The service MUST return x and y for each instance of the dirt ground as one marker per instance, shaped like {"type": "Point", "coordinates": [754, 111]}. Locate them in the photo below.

■ ■ ■ ■ ■ ■ ■

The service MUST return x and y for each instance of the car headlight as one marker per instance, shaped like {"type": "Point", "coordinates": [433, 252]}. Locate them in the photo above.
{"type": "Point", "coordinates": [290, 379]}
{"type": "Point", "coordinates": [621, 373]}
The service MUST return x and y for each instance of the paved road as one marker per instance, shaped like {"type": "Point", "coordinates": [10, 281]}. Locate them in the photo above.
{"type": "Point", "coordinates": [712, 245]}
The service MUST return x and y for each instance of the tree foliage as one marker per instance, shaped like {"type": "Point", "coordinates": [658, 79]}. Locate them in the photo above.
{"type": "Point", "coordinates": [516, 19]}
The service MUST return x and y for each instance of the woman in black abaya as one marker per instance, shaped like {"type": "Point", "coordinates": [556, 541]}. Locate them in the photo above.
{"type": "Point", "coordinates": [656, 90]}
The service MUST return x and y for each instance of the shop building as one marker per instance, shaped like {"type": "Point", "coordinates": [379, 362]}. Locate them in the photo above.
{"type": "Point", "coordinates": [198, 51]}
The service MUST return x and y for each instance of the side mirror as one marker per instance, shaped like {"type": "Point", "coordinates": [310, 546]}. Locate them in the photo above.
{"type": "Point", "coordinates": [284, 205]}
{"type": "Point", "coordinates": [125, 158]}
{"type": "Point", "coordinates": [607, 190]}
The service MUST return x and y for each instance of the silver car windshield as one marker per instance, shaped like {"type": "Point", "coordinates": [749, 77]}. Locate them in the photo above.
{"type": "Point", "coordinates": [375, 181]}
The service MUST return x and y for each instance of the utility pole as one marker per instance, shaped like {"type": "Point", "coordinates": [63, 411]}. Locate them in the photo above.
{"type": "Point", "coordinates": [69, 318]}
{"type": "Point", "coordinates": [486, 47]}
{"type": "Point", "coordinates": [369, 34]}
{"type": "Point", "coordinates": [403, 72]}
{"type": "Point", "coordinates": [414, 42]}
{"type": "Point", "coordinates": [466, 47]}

■ ■ ■ ■ ■ ■ ■

Set task> From the material above, extract each line in which the string "tree" appears, and reproduce those lines in full.

The result>
The service MUST return x and y for each instance of the tree foliage as one marker per instance, shaped like {"type": "Point", "coordinates": [658, 79]}. Locate them in the photo above.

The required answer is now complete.